§ **Extrait du texte**:
--------------------

L'exception, relative notamment à la restitution des impôts dus à la source, correspondant aujourd'hui à l'excédent de précompte, est motivée de la manière suivante dans les travaux préparatoires de cette loi : « [...], la restitution peut résulter notamment d'erreurs commises par le débiteur du revenu, responsable du versement de l'impôt au Trésor, mais ne supportant pas lui-même ou n'étant pas censé supporter personnellement cette charge, de l'application de l'article 52 qui prévoit des mesures en vue d'éviter la double taxation des mêmes revenus dans le chef du même redevable, et enfin de la régularisation de la situation fiscale des appointés, salariés, pensionnés, etc., lorsque le montant de l'impôt retenu à la source excède celui des impôts réellement exigibles sur l'ensemble des revenus professionnels du contribuable.
L'allocation d'intérêts moratoires dans les cas précités se heurterait en général à des difficultés matérielles considérables et sans réelle utilité. Elle serait d'ailleurs injustifiée lorsqu'elle est la conséquence d'erreurs dans le versement des impôts dus à la source ou de l'application de l'article 52, puisque, dans le premier cas, il serait pratiquement impossible au débiteur de l'impôt de répartir les intérêts moratoires entre les véritables contribuables, à savoir les bénéficiaires des revenus imposables et, dans la deuxième éventualité, le remboursement est accordé non pas aux véritables bénéficiaires des revenus mais à la société qui n'a pas elle-même supporté ou n'est pas censée avoir supporté la charge de la taxe mobilière. » (ibid., p. 10) B.3.2. Il peut se justifier qu'aucun intérêt ne soit dû sur le remboursement de précomptes lorsque le redevable a payé spontanément plus qu'il ne devait ou lorsqu'il est pratiquement impossible de déterminer la date de prise de cours des intérêts à répartir entre les contribuables en faveur de qui les retenues ont été faites par le redevable des précomptes. Tel est le cas notamment de l'excédent de précomptes professionnels lorsqu'ils n'ont pas fait l'objet d'un enrôlement au nom du redevable.

--------------------

§ **Informations fournies**:
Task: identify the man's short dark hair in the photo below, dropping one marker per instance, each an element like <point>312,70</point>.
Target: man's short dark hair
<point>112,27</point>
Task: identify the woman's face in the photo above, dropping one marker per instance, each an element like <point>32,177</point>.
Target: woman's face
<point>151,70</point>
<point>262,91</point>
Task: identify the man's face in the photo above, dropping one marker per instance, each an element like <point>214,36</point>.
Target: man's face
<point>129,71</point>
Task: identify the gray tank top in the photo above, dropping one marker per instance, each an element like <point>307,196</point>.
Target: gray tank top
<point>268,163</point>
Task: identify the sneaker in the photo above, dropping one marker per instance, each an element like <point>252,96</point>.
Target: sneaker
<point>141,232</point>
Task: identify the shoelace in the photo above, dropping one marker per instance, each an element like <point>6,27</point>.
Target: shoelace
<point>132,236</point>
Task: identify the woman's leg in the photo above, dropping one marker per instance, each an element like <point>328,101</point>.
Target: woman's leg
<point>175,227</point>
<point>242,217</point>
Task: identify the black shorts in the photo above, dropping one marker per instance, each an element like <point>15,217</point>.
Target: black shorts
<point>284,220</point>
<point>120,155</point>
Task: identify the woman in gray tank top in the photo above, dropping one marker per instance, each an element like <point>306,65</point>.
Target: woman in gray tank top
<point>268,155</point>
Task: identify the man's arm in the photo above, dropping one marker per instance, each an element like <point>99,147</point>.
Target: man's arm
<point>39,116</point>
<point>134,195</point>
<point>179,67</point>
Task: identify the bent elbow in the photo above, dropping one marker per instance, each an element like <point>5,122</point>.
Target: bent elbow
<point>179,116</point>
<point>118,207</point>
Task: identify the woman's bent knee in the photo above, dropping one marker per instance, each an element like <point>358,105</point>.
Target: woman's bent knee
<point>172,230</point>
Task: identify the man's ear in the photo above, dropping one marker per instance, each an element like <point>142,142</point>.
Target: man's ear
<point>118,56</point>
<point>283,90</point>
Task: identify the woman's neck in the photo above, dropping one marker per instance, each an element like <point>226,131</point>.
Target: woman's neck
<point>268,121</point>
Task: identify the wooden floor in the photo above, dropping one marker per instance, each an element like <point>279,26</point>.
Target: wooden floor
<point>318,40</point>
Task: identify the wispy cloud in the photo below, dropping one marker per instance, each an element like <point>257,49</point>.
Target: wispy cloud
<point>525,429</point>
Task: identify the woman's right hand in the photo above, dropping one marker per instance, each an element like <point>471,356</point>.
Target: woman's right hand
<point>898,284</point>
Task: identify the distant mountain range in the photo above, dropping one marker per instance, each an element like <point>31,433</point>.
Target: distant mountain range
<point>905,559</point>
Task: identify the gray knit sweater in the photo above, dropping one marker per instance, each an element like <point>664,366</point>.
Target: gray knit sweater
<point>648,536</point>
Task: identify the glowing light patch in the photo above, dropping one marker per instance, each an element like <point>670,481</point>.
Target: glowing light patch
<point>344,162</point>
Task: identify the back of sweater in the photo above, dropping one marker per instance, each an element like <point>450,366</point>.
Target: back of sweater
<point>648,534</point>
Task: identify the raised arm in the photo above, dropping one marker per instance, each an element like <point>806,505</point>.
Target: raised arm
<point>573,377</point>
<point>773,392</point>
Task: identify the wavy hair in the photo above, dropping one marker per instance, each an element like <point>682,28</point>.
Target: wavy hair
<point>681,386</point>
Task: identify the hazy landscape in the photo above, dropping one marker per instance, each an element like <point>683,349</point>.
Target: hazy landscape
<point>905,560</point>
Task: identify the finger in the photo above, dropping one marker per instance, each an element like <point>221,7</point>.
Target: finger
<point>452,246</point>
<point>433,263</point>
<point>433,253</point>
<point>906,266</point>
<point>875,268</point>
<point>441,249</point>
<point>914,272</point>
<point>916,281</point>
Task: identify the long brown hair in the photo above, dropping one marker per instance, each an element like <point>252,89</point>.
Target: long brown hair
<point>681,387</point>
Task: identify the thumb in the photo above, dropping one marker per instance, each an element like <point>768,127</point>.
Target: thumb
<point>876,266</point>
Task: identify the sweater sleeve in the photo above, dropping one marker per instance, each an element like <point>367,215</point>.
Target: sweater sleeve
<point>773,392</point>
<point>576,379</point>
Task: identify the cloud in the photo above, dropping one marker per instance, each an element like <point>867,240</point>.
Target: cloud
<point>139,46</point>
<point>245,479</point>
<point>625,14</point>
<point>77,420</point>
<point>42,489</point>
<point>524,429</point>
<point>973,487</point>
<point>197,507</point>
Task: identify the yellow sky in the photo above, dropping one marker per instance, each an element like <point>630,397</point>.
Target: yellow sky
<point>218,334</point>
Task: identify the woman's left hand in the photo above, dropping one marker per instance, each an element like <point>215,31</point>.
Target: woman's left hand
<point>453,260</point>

--------------------

§ **Consigne**:
Poursuivez l'extrait sur les intérêts moratoires et la restitution de l'excédent de précompte, à partir de sa dernière phrase.

§ **Réponse ci-dessous**:
En revanche, rien ne justifie que des intérêts moratoires soient refusés lorsqu'il s'agit de précomptes mobiliers, que leur remboursement est rendu nécessaire par l'expiration du délai légal d'imposition entraînant l'impossibilité de les imputer sur l'impôt et que la détermination de la date de prise de cours des intérêts est possible.
Cette situation n'est pas essentiellement différente, au regard de l'objectif poursuivi par la disposition en cause, de celle du contribuable qui s'est acquitté de l'impôt par le biais de versements ou dont l'impôt a été établi dans le délai légal et qui bénéficie d'un remboursement.
B.4. Il résulte de ce qui précède que, s'il est interprété comme excluant l'octroi d'intérêts moratoires au contribuable lorsque le précompte mobilier n'a pu être imputé sur l'impôt en raison de l'expiration du délai légal d'imposition, l'article 309, alinéa 1er, 2°, du C.I.R. 1964 en cause est discriminatoire.
Par ces motifs, la Cour dit pour droit : L'article 309, alinéa 1er, 2°, du Code des impôts sur les revenus 1964 viole les articles 10 et 11 de la Constitution s'il est interprété comme excluant l'octroi d'intérêts moratoires au contribuable lorsque le précompte mobilier n'a pu être imputé sur l'impôt en raison de l'expiration du délai légal d'imposition.
Ainsi prononcé en langue française et en langue néerlandaise, conformément à l'article 65 de la loi spéciale du 6 janvier 1989 sur la Cour d'arbitrage, à l'audience publique du 20 septembre 2001.
Le greffier, L. Potoms.
Le président, M. Melchior.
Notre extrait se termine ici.